Mixing virtual and non-virtual inheritance of a base class

It's clear from the output that two Biology objects are instantiated. That is because you've made only one inheritance virtual. Two base class instances is the cause of ambiguity in dreaded diamond problem and the solution is to make (as we know) both inheritances of Biology virtual.

Recap of the hierarchy:

Biology  Biology
   |       |     # one and only one inheritance virtual
 Human   Animal
    \     /
    Centaur

Ok, let's read the output again with these rules in mind:

  • Base classes are constructed before derived classes.
  • Base classes are constructed in order in which they appear in the base-specifier-list.
  • Virtual base classes are constructed before non-virtual ones by the most derived class - see this.

1st output - Animal virtually inherits from Biology:

Biology CTOR     # virtual base class inherited from Animal
Biology CTOR     # non-virtual base class of Human
Human CTOR       # Human itself
Animal CTOR      # Animal's virtual base class already constructed
Centaur CTOR

2nd output - Human virtually inherits from Biology:

Biology CTOR     # virtual base class inherited from Human
Human CTOR       # Human's virtual base class already constructed
Biology CTOR     # non-virtual base class of Animal
Animal CTOR      # Animal itself
Centaur CTOR

More informative standard paragraph ([class.base.init]/10):

In a non-delegating constructor, initialization proceeds in the following order:

— First, and only for the constructor of the most derived class (1.8), virtual base classes are initialized in the order they appear on a depth-first left-to-right traversal of the directed acyclic graph of base classes, where “left-to-right” is the order of appearance of the base classes in the derived class base-specifier-list.

— Then, direct base classes are initialized in declaration order as they appear in the base-specifier-list (regardless of the order of the mem-initializers).

...


Non virtual inheritance is an exclusive relationship, like membership. A class can be the non-virtual base class of one other class in a given complete object.

This implies that a class can override virtual functions of a non virtual base class without causing conflicts or issues.

A constructor can also initialize non virtual bases reliably.

Only virtual bases can be direct base classes of many indirect bases of a complete object. Because a virtual base class can be shared, overriders can conflict.

A constructor can try to initialize a virtual base subobject in the ctor-init-list, but if the class is further derived, that part of the ctor-init-list will be ignored.


  1. All the base classes that inherit virtually from Biology share one instance of Biology base between them.
  2. All the base classes that inherit non-virtually from Biology have one instance each of Biology.

You have one base in each category, therefore you have one instance of Biology brought in by Human (and in principle shared with others) and one instance brought in by Animal (never shared with any other base class).

··········

» **EXERCISE PROMPT**
For each statement (a), (b), (c), say yes or no to whether it agrees with the text on mixing virtual and non-virtual inheritance, and quote the words from the text that decide it. (a) The most derived class constructs virtual base classes before non-virtual ones. (b) Direct base classes are initialized in the order of the mem-initializers. (c) If a class is further derived, its ctor-init-list's initialization of a virtual base subobject is still used.

··········

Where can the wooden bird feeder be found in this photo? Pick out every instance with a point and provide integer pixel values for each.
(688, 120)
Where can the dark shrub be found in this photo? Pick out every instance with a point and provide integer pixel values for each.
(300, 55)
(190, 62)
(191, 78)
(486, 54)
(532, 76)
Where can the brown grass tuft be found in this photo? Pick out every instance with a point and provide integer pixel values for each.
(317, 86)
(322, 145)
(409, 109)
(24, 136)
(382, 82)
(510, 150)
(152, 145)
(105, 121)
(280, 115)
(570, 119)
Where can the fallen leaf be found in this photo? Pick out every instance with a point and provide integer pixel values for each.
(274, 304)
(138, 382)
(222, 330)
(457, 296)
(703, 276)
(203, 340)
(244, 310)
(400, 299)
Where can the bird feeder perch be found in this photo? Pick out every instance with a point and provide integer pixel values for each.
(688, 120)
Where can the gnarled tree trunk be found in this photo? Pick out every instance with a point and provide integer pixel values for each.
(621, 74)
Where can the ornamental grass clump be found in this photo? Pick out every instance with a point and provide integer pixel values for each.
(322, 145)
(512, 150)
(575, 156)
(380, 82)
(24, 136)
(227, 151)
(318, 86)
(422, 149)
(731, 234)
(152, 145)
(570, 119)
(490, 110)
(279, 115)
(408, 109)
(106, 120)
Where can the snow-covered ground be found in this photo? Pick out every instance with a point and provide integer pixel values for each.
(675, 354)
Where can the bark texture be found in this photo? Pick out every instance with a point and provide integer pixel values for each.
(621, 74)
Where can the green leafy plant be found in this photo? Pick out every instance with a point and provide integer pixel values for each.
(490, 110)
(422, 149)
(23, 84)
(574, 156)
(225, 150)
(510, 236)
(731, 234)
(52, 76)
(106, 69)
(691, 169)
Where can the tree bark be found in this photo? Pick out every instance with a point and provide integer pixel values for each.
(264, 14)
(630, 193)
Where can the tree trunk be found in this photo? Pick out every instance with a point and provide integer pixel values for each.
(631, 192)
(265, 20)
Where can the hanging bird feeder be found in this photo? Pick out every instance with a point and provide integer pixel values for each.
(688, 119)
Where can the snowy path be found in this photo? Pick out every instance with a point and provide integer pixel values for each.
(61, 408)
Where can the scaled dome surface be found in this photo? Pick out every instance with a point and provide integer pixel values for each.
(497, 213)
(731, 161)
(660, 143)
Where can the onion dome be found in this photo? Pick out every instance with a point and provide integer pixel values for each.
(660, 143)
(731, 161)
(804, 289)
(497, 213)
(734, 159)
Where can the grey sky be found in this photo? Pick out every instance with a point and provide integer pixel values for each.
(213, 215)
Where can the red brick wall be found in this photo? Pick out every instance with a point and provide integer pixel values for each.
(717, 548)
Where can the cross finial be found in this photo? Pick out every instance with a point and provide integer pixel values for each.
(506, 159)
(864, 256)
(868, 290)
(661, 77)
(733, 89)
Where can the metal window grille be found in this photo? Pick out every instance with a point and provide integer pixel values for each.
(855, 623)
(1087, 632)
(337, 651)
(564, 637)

··········

» **ANSWER TO THIS TASK**
(a) Yes: "Virtual base classes are constructed before non-virtual ones by the most derived class"
(b) No: "direct base classes are initialized in declaration order as they appear in the base-specifier-list (regardless of the order of the mem-initializers)"
(c) No: "if the class is further derived, that part of the ctor-init-list will be ignored"